- Instrução 1 -
Enumere todas as alterações propostas pelo PSD que aparecem no texto sobre a proposta de Revisão Constitucional.
- Instrução 2 -
Segundo o texto sobre a proposta de Revisão Constitucional, por que a apresentação dessa proposta dava a Rui Rio uma "suprema possibilidade"?
- Instrução 3 -
Dê seguimento ao texto sobre a proposta de Revisão Constitucional do PSD a partir do ponto em que ele para.

- Trecho do documento -
•••

Mas, nem de propósito, dias depois de eu ter enviado o artigo para publicação, eis que Rui Rio apresenta uma proposta de Revisão Constitucional, em nome do PSD. Rui Rio que gosta de se apresentar como o paladino da ética, que aponta "fraca eficácia" do Ministério Público no combate à corrupção, que afirma que o PSD só apoiará "medida pontual" sobre enriquecimento ilícito que seja "eficaz e constitucional", tinha agora a suprema possibilidade de alterar o quadro constitucional vigente, de modo a concretizar todo o seu pensamento (se é que o tem) de combate à corrupção e ao enriquecimento ilícito. Vejamos então as “linhas de Força” apresentadas pelo imaculado Rui Rio.
De entre as propostas apresentadas destacam-se: a redução do número de deputados, dos atuais 230 para um intervalo entre 181 e 215, com a limitação a dois mandatos, que passam de quatro para cinco anos cada. As legislaturas passam a ser de cinco anos e os mandatos do Presidente da República passam a ser de 6 anos, mantendo-se a limitação de dois mandatos consecutivos. O Presidente da República poderá, se assim o entender, presidir a reuniões do Conselho Superior da Magistratura ou do Conselho Superior do Ministério Público, órgãos que, na proposta social-democrata, veem as suas composições alteradas, com maioria de membros não magistrados.

•••

- Linhas armazenadas -

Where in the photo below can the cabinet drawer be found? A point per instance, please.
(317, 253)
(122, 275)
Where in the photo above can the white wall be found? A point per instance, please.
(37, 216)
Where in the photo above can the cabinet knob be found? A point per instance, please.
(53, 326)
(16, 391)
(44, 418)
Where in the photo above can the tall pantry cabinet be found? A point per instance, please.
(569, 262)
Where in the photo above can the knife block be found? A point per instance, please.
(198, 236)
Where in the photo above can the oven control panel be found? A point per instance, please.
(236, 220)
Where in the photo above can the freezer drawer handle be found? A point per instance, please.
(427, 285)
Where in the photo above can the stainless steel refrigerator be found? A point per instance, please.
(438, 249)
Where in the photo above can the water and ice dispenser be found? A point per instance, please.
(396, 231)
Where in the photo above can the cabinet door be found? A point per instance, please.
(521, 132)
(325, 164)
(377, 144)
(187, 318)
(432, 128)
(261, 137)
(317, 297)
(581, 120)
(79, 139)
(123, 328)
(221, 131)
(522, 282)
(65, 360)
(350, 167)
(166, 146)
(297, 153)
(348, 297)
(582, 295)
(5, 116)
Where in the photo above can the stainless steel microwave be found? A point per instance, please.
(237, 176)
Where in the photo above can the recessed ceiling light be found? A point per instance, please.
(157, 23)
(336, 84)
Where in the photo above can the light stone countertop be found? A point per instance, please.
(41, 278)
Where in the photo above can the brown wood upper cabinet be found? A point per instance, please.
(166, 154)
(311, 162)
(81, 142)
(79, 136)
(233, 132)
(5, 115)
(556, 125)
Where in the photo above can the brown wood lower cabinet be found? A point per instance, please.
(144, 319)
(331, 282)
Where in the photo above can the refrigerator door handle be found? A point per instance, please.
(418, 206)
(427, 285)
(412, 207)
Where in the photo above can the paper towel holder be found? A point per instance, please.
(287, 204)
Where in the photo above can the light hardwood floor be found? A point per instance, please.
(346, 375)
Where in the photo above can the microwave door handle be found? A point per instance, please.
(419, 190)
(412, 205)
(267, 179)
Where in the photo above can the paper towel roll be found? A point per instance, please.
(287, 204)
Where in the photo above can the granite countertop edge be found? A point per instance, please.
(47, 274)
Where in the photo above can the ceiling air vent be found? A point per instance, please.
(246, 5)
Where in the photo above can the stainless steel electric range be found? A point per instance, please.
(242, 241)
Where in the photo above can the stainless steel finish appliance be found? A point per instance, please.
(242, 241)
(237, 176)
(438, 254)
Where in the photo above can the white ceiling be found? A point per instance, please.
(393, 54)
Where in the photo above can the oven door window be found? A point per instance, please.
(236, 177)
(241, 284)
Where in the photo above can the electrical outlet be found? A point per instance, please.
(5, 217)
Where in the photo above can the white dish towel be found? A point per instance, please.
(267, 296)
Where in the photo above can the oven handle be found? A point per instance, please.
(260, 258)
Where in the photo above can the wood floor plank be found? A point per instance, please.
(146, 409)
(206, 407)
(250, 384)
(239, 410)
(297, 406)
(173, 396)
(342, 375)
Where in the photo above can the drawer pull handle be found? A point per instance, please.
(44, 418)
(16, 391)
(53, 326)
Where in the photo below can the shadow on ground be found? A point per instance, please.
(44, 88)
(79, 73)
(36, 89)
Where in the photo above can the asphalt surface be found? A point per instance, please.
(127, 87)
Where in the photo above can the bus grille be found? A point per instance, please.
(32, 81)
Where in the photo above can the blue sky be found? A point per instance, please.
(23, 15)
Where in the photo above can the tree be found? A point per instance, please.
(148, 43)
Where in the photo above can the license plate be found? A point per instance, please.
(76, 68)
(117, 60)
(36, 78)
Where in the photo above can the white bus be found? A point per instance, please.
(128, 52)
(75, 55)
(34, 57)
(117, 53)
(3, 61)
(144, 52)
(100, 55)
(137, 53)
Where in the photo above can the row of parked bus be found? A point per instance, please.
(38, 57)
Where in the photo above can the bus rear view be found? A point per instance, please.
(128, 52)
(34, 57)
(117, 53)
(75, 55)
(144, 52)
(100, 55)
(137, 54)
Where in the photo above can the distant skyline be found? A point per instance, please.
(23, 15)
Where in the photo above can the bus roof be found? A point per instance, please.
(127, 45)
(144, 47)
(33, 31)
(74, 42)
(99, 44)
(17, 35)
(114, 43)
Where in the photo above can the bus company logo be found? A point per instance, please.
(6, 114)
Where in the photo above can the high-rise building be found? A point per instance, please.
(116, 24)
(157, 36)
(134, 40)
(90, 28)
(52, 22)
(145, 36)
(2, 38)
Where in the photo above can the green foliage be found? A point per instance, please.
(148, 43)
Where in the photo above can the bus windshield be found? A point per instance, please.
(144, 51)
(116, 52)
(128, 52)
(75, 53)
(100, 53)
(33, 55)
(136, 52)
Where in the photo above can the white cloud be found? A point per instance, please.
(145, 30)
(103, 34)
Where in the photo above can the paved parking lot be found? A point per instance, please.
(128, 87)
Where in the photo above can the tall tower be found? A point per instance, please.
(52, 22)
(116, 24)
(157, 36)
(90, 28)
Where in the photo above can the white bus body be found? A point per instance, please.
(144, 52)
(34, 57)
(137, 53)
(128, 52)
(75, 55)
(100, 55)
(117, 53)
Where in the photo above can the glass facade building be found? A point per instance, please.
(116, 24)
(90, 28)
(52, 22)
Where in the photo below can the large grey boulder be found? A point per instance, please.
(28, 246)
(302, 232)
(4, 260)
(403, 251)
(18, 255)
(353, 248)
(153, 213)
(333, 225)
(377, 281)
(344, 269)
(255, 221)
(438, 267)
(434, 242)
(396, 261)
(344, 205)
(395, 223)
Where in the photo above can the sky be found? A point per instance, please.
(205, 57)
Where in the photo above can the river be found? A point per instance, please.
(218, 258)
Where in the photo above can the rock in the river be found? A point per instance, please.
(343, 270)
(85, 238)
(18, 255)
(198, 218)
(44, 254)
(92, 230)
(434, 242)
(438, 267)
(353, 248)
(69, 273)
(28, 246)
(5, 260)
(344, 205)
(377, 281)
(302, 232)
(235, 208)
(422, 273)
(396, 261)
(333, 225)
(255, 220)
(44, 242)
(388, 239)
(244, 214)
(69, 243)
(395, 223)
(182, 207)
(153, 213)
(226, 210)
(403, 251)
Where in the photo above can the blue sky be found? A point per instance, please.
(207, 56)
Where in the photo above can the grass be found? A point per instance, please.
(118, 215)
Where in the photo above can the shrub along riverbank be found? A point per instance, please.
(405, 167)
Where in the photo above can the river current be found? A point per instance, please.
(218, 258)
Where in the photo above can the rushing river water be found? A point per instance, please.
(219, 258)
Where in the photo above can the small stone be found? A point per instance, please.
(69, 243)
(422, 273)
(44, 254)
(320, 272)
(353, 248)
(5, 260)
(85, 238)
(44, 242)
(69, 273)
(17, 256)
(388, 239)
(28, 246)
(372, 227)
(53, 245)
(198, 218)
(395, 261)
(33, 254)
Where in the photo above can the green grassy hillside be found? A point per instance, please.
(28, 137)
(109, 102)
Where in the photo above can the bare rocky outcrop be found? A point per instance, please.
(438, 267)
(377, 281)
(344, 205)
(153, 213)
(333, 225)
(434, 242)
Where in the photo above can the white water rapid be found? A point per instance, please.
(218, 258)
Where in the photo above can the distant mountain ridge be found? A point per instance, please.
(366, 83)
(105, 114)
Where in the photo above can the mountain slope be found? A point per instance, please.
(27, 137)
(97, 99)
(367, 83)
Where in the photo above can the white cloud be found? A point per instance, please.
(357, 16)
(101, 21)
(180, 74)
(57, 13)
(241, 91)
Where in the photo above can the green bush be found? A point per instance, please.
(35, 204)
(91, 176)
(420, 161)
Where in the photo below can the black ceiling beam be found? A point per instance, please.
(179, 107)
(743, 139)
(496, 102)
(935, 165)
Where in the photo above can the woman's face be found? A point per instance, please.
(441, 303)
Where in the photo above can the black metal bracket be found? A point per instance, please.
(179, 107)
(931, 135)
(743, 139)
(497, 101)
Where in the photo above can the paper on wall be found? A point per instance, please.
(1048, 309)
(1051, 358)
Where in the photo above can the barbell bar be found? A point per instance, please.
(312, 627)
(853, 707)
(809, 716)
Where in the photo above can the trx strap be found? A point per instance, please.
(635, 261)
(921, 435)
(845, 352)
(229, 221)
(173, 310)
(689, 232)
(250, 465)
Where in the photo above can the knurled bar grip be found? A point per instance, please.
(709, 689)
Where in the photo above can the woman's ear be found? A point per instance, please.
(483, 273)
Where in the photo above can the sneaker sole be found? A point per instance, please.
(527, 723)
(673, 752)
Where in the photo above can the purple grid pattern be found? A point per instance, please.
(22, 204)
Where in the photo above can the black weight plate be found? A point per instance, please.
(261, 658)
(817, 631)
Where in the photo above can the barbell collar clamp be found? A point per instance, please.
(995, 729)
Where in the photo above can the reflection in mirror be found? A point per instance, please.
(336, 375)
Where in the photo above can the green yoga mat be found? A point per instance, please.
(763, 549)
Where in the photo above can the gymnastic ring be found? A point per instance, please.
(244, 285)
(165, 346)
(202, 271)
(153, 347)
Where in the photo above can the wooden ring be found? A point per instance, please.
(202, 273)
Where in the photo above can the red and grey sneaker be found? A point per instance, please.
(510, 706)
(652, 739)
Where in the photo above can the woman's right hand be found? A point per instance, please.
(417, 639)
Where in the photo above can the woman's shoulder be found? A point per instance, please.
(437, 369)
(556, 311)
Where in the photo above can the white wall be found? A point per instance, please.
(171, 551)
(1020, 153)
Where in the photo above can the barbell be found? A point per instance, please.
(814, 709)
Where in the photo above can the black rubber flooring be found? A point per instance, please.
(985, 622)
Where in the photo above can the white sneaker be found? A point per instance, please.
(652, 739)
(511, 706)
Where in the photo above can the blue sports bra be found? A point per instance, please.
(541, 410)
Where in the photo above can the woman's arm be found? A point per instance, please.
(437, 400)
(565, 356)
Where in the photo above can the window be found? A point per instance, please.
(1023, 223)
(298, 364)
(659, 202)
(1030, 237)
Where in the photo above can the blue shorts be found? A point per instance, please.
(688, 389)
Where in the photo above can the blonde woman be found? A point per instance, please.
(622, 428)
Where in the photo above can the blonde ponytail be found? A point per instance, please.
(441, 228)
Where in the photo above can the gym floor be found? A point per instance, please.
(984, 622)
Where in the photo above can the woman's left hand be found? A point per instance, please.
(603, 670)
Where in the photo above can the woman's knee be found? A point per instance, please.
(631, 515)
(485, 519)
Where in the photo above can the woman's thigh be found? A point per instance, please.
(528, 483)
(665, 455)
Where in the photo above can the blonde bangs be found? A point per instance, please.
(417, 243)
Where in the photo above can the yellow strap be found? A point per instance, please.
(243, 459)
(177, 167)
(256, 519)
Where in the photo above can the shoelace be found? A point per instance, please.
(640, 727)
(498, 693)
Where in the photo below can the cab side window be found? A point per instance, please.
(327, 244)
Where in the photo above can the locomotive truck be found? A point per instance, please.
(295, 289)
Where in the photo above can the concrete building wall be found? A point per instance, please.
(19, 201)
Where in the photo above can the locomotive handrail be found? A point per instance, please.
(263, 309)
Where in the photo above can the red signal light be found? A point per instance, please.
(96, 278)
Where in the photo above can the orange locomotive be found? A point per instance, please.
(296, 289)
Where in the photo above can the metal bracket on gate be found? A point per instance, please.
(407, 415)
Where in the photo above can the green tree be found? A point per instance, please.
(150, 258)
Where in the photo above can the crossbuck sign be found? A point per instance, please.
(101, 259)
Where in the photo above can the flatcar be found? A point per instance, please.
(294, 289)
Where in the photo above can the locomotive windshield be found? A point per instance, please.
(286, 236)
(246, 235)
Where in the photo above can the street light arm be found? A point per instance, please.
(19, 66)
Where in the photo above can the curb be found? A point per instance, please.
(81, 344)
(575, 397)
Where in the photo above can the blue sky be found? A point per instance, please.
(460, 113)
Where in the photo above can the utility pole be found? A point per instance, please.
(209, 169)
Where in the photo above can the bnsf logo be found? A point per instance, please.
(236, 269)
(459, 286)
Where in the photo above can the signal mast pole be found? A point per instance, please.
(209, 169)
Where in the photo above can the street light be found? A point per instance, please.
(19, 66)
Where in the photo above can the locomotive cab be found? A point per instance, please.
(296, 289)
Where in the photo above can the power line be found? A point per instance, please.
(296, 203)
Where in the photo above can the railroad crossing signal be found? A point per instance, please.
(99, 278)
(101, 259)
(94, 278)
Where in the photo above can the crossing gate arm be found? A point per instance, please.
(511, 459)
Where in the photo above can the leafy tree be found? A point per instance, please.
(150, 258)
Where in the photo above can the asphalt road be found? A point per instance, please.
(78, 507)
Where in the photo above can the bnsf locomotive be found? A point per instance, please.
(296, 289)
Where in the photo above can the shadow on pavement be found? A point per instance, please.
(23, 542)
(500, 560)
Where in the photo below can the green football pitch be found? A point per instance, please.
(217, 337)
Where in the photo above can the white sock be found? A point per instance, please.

•••

- Resultado 1 -
- Redução do número de deputados, dos atuais 230 para um intervalo entre 181 e 215.
- Limitação dos deputados a dois mandatos.
- Mandatos dos deputados com cinco anos cada, em vez de quatro.
- Legislaturas com cinco anos.
- Mandatos do Presidente da República com 6 anos, mantendo-se a limitação de dois mandatos consecutivos.
- Possibilidade de o Presidente da República presidir a reuniões do Conselho Superior da Magistratura ou do Conselho Superior do Ministério Público.
- Nova composição desses dois conselhos, com maioria de membros não magistrados.

- Resultado 2 -
Com uma Revisão Constitucional, Rui Rio podia alterar o quadro constitucional vigente. Assim, teria meios de concretizar todo o seu pensamento de combate à corrupção e ao enriquecimento ilícito, tema em que ele aponta "fraca eficácia" do Ministério Público e exige medidas "eficaz e constitucional".

- Resultado 3 -
Outra das alterações propostas, é a possibilidade de personalidades – sem que se esclareça o critério de escolha -, que não sejam deputados, participarem em comissões de inquérito parlamentar, sem direito a voto. A que titulo participam em comissões de um órgão que representa os cidadãos eleitores? Qual a sua legitimidade? Qual o seu papel? Qual o nível da sua intervenção? Serão observadores externos para verificação do normal funcionamento das instituições democráticas? Enfim, uma perfeita trapalhada, que, tentando ser inovadora, é uma aberração jurídico-constitucional.
Como pode o leitor verificar, tudo grandes medidas para combater a corrupção e o enriquecimento ilícito. De uma coisa não temos dúvidas: a coerência, entre o que diz e o que faz, não é mesmo o forte de Rui Rio. Mas se a coerência não abunda, já o disparate abunda e por demais. Querer, por exemplo, que o Conselho Superior de Magistratura e o Conselho Superior do Ministério Público tenha a maioria dos membros não magistrados, só servirá para o poder político continuar a controlar estes órgãos. Por exemplo, Rui Rio poderia ter proposto a incompatibilidade de advogados serem membros destes órgãos, ou seja, fará sentido que, de manhã um advogado esteja no tribunal a defender uma causa, e à tarde esteja a avaliar o Procurador que deduziu a acusação ou o juiz que está a julgar esse caso?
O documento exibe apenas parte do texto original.